PASSAGE SHOWN:

--- --- ---

# United States & Canada Vacations Forums > Ski Country Forum >  >  moab, utah

## tim

We're headed out that way as I type on this A/A flight to our stopover in Dallas. Never having been out to this area in the summer, please fill us in on what there is to do and see?

Merci,

Tim

----------


## JEK

I'm in the sky heading to DFW myself. I have a full guidebook on Dallas, but nothing on Moab.  The name alone reminds me of Herman Melville.

----------


## amyb

That would be Captain Ahab and his quest for the whale, Moby Dick--often confused with Moab.

----------


## GramChop

So nice to know that you both will be on Texas soil at some point today.  :)

Sorry, Tim, I have nothing of value to add.  :Sleeping:

----------


## JEK

I'm even spending the night for a luncheon tomorrow with some good ole boys.

----------


## amyb

Yee ha!  Have fun guys.

----------


## JEK

Dinner tonight

http://www.3forks.com/dallas/

----------


## tim

Stop by the Admiral's Club on Concource C to say hello.  We'll be here until about 4:00 Dallas time.

----------


## MIke R

Done Moab many times when I lived in Colorado  as it was only a few hours drive away 

be be sure to do Devils Garden  ...Corona Arch and Fischer Towers 

three truly amazing rock formations....Moab is  such a cool place .....enjoy

Moab Brewery and Miguel's Baja Grill  to eat

----------


## tim

Thanks, Mike.  We'll map them out for a visit.  I'm also going to try to sneak away for a bike ride if I can work out a rental.

----------


## MIke R

Yes  the  biking is great as well but we always went for the hiking

----------


## tim

Visited the Arches National Park yesterday, and my wife took hundreds of photos.  Everywhere one goes around Moab provides spectacular scenery!  Road and mountain biking available on many trails in the area.

----------


## amyb

Looking forward to some pictures.

----------


## JoshA

Moab has among the best mountain biking on the planet because of slickrock - that grippy (not slick) undulating rock that allows you to hold on steep terrain almost like a terrain park. Some of the trails are pretty technical so be careful. Breathtaking scenery. You can ride for hundreds of miles in the region.

----------


## tim

Spectacular scenery everywhere one looks in and around Moab.  My biking buddy was a road biker, so I rented a road bike to ride with him on the paved trails.  Here are a couple of beauties that we took while driving through Arches National Park -

----------


## MIke R

first one looks like Fisher Towers???

great shots....miss it a lot

----------


## amyb

Beautiful country you are riding through, Tim.

----------


## tim

Actually, we're back in Virginia trying to organize a couple of hundred photos on this dreary, but much needed, rainy day :thumb up: 

P.S. to Amy - your Lumix takes great photos.:)

--- --- ---

TASK PROMPT:
Reproduce word for word the part of the Moab forum thread starting at "Beautiful country you" and ending at "takes great photos.:)".

PROVIDED MATERIAL:
--- --- ---

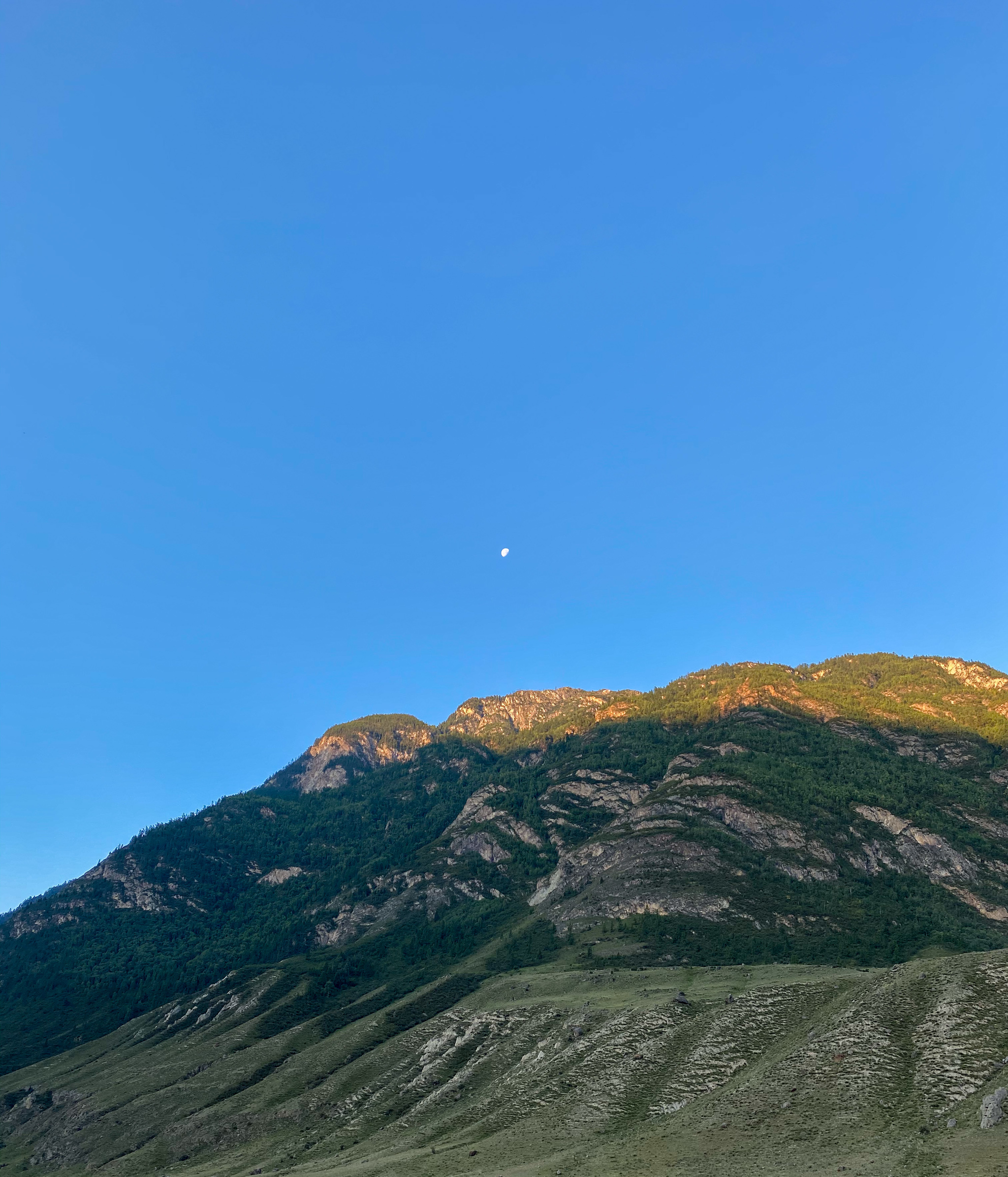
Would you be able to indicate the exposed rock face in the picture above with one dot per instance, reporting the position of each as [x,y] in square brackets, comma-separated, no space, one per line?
[974,675]
[499,716]
[930,855]
[759,829]
[992,1108]
[477,811]
[630,876]
[393,896]
[280,875]
[482,844]
[921,850]
[367,743]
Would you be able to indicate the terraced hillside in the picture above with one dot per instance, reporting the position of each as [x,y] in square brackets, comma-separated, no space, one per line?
[760,1069]
[852,812]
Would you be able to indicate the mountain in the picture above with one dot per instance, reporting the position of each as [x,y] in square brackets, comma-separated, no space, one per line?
[850,814]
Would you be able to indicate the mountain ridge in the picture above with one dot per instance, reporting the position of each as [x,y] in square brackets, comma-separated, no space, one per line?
[915,691]
[734,807]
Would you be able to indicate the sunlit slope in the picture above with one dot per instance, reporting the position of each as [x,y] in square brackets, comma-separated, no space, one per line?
[806,1069]
[759,836]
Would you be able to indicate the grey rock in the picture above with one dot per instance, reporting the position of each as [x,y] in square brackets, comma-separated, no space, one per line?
[991,1108]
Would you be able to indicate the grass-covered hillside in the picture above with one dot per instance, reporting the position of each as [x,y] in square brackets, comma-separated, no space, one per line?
[850,814]
[777,1070]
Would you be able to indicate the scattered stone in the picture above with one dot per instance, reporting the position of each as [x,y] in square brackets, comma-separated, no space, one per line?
[991,1108]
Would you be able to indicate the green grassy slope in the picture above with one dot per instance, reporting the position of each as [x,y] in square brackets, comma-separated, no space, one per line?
[557,1067]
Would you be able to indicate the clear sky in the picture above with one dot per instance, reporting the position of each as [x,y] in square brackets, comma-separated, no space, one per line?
[309,309]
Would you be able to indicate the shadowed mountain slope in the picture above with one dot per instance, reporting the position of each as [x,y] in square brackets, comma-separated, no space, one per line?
[852,812]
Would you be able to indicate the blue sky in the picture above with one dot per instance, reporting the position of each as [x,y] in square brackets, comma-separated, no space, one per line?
[312,308]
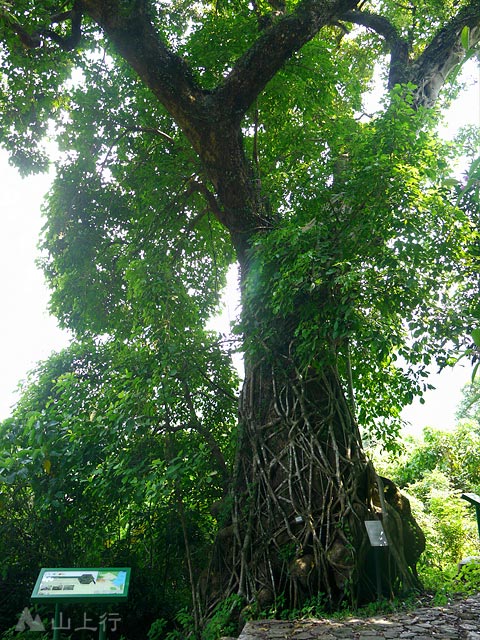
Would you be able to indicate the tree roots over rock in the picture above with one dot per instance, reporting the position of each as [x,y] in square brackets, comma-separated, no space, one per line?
[302,492]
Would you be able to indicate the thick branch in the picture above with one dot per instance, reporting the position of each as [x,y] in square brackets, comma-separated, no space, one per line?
[398,46]
[444,53]
[72,41]
[129,27]
[273,48]
[430,70]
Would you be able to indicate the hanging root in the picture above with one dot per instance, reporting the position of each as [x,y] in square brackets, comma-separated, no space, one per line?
[302,492]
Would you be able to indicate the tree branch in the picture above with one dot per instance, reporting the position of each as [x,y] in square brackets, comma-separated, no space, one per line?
[273,48]
[75,15]
[399,48]
[444,53]
[129,27]
[430,70]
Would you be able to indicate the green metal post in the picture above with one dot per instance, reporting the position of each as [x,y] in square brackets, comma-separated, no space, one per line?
[477,509]
[56,623]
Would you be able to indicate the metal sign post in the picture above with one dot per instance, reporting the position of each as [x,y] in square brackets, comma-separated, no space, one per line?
[87,585]
[378,539]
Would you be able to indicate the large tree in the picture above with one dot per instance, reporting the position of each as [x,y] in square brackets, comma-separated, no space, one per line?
[194,135]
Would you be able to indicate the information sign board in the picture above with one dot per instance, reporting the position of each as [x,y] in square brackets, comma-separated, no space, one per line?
[376,534]
[82,585]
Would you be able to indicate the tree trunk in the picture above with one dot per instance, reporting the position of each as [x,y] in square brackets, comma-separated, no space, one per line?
[302,491]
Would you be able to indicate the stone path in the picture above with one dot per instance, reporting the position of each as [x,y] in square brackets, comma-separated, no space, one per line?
[459,620]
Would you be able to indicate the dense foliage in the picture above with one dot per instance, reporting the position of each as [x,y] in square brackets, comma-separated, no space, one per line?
[190,137]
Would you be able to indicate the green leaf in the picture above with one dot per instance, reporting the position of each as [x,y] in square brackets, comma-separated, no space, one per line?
[476,336]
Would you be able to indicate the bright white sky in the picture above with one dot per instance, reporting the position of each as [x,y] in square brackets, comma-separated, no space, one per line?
[28,334]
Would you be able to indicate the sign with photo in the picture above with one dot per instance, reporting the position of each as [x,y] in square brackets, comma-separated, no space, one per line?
[82,584]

--- --- ---

EXPECTED ANSWER:
Beautiful country you are riding through, Tim.

----------


## tim

Actually, we're back in Virginia trying to organize a couple of hundred photos on this dreary, but much needed, rainy day :thumb up: 

P.S. to Amy - your Lumix takes great photos.:)